### GIVEN TASK
Pick out each line of the records that contains the word "door", and copy those lines.

Excerpts from a segmentation dataset
*****
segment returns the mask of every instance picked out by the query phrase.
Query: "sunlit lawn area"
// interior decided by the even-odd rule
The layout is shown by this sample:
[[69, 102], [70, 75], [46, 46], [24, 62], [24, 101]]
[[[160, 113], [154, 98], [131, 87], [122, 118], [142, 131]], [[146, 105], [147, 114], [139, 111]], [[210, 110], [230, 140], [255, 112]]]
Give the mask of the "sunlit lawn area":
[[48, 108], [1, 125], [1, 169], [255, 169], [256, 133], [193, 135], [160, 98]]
*****
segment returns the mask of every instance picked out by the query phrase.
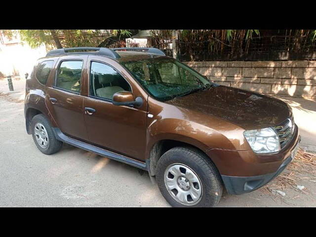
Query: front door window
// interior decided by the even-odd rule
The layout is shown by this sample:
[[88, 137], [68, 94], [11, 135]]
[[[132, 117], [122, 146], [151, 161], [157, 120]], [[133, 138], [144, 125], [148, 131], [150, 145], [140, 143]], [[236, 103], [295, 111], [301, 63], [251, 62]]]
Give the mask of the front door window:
*****
### TASK RESPONSE
Query: front door window
Give the mask of the front door window:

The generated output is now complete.